» **Given instruction A**: From the ASI page cache post, list every point that follows the words "And I'd like to discuss:".

[LSF/MM/BPF TOPIC] ASI's page cache problem

Brendan Jackman <jackmanb@xxxxxxxxxx> · Wed, 29 Jan 2025 14:43:20 +0000

This is a "lower priority" topic that I would like to discuss if there are
unused slots, but it shouldn't be scheduled in favour of other sessions as I
have not started properly researching it and I don't expect to be very well
prepared by the time of the conference. You'll get an idea of this lack of
research from the vague hand-wavy ideas discussed at the bottom of this mail.

My main topic proposal is [0], there's more context about ASI there.

In the RFCv2 [1] for ASI, I added the capability to halt attacks from malicious
bare-metal processes. This is the major missing piece that's required before ASI
offers a way for maintainers stop developing bespoke per-CPU-vuln mitigations.
As I discussed in the cover letter though, it exposes us to a major performance
issue: we have no way to map file pages into the restricted address space.

This means that whenever a process accesses a file via read(), an ASI page fault
is triggered when the kernel accesses the page in the direct map. This is very
expensive: I measured a 70% degradation on a 4k fio randread benchmark. And it's
totally pointless as the process is about to get architectural access to the
data we are "protecting" anyway.

The basic issue at play here is that ASI decides on "sensitivity" (whether to
map into the restricted address space) at allocation time, but whether ASI is
required to protect file data from a given process is not generally known at
the time when the physical pages that will hold it are allocated.

The most obvious direction to search is a solution that maps these file pages at
some later time, and ensure they are unmapped before the process loses logical
access to the data. For this session I'd like to discuss ways of doing that
without creating intolerably TLB management pain.

The physmap is global, but "sensitivity" of file data is obviously relative to
the process that wants to access it. Thus this addition to the restricted
address space has to be process-local. I haven't properly explored it, but I
suspect mixing global and local elements together in the  ASI physmap is not
practical.

(Note: Junaid's earlier ASI RFC [2] included support for process-local
sensitivity but still required deciding on the sensitivity at allocation time).

So two ideas come to mind:

- Create a new process-local vmalloc-like area, where file pages can be mapped
  as the process gains access to the underlying file.

  I don't yet have a mental picture of whether this is possible without creating
  overheads that grow linearly with the number of processes that can read a
  file, or how bad such overheads would be.

- Create a new CPU-local region of the kernel address space. When reading file
  pages, ephemerally map them into this region with preemption off, and tear
  down these mappings before re-enabling preemption. Since they are CPU-local,
  that teardown requires no cross-thread communication and "should be pretty
  fast".

  At best, this means incurring a TLB miss on every file access; I don't know
  how bad that would be. I also don't know how costly it would be to create
  per-CPU virtual memory regions (meaning the PGD must be per-CPU).

And I'd like to discuss:

- Reasons people might see why these ideas are total non-starters.

- Totally different ideas for solving the page-cache issue.

- Other problems that might overlap with this one, and benefit from some new
  shared virtual memory facility.

[0] https://lore.kernel.org/all/20250129124034.2612562-1-jackmanb@xxxxxxxxxx/

[1] https://lore.kernel.org/linux-mm/20250110-asi-rfc-v2-v2-0-8419288bc805@xxxxxxxxxx/

[2] https://lore.kernel.org/all/20220223052223.1202152-1-junaids@xxxxxxxxxx/

» **Given instruction B**: Render as a numbered list the part of the records that opens with the line containing "of the roof" and runs through the end of the records, leaving out blank lines.

» **Records**:
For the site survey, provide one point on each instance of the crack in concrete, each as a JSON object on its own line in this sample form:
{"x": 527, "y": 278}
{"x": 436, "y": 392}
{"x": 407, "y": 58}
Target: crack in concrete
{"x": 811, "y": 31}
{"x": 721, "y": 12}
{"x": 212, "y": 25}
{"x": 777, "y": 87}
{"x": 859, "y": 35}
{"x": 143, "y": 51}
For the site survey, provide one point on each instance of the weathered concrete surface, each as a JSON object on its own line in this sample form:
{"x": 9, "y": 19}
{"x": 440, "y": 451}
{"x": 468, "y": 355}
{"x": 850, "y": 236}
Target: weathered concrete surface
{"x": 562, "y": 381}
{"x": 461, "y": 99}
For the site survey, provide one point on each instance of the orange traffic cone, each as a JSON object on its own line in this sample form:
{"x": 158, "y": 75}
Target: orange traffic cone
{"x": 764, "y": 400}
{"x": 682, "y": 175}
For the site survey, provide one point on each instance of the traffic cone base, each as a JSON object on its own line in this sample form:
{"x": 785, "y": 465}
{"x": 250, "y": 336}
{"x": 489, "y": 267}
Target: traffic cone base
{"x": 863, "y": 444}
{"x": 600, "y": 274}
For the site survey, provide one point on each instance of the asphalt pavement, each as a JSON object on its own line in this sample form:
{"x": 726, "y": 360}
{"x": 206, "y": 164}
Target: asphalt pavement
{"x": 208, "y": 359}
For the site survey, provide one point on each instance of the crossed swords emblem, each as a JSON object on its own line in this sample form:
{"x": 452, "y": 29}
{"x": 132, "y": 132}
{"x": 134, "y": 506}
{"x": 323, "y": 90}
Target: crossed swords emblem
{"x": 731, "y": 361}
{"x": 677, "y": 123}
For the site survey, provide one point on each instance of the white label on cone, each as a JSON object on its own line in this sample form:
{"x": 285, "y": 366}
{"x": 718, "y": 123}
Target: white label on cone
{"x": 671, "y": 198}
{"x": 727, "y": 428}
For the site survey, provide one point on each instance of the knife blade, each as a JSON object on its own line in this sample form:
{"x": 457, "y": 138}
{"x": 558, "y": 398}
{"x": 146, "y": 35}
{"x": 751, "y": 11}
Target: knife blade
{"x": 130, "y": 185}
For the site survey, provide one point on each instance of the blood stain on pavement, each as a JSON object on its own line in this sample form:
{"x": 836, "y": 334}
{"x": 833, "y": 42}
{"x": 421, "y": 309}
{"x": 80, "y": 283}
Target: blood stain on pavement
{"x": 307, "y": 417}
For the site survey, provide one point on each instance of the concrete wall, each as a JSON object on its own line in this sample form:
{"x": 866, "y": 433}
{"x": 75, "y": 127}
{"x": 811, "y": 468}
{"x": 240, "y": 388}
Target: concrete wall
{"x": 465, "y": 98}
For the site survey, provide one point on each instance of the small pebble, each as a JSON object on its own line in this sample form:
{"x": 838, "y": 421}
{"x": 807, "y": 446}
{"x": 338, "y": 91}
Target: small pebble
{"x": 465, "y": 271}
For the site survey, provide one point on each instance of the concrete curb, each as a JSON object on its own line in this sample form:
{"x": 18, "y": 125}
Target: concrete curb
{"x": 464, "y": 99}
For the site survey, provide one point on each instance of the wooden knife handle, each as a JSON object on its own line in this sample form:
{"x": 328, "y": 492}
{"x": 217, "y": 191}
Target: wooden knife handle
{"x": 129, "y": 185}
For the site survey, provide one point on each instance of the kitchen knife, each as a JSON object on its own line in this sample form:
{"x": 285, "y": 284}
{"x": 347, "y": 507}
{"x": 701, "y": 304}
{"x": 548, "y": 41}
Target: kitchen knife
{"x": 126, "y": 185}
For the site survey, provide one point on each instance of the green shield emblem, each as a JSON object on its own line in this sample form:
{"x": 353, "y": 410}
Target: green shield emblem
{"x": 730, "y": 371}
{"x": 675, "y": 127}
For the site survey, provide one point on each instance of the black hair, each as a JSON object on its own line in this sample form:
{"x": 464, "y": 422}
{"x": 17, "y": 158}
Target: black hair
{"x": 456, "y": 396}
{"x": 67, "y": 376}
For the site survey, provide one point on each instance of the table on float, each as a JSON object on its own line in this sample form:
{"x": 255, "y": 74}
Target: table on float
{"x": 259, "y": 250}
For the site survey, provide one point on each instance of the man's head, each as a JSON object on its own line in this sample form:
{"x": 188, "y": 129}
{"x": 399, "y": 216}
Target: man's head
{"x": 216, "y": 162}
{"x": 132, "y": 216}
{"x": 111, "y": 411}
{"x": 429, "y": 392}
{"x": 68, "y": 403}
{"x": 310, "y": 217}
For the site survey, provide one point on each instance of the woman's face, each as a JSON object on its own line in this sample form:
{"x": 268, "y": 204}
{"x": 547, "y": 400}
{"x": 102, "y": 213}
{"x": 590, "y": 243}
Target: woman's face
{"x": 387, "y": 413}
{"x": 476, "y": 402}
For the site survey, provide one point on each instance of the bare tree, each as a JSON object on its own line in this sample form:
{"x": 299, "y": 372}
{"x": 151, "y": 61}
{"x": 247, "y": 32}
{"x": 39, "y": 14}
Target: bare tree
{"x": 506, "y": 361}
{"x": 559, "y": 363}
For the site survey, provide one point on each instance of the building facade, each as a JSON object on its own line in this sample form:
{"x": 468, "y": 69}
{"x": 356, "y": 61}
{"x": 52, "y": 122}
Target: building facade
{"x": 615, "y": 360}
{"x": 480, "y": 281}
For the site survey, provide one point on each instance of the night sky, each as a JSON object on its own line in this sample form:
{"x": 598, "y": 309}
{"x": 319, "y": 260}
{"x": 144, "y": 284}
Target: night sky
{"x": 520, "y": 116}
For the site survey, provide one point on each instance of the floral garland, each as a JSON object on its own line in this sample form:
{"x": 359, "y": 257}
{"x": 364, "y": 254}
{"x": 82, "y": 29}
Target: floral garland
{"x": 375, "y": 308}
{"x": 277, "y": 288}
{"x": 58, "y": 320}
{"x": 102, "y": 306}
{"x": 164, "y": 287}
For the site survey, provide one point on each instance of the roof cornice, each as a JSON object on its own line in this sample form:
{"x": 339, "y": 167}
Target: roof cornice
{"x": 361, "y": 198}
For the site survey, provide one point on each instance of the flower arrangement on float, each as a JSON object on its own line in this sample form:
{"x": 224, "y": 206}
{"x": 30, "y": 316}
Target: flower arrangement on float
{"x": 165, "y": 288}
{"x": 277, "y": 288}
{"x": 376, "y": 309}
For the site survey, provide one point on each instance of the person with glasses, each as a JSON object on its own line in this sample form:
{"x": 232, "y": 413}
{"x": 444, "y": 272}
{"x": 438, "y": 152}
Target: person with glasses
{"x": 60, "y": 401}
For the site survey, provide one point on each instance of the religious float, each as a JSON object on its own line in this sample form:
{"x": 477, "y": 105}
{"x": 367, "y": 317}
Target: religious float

» **Task solution A**:
- Reasons people might see why these ideas are total non-starters.
- Totally different ideas for solving the page-cache issue.
- Other problems that might overlap with this one, and benefit from some new shared virtual memory facility.

» **Task solution B**:
1. For the site survey, provide one point on each instance of the roof cornice, each as a JSON object on its own line in this sample form:
2. {"x": 339, "y": 167}
3. Target: roof cornice
4. {"x": 361, "y": 198}
5. For the site survey, provide one point on each instance of the flower arrangement on float, each as a JSON object on its own line in this sample form:
6. {"x": 224, "y": 206}
7. {"x": 30, "y": 316}
8. Target: flower arrangement on float
9. {"x": 165, "y": 288}
10. {"x": 277, "y": 288}
11. {"x": 376, "y": 309}
12. For the site survey, provide one point on each instance of the person with glasses, each as a JSON object on its own line in this sample form:
13. {"x": 232, "y": 413}
14. {"x": 444, "y": 272}
15. {"x": 438, "y": 152}
16. Target: person with glasses
17. {"x": 60, "y": 401}
18. For the site survey, provide one point on each instance of the religious float, each as a JSON object on its own line in this sample form:
19. {"x": 477, "y": 105}
20. {"x": 367, "y": 317}
21. Target: religious float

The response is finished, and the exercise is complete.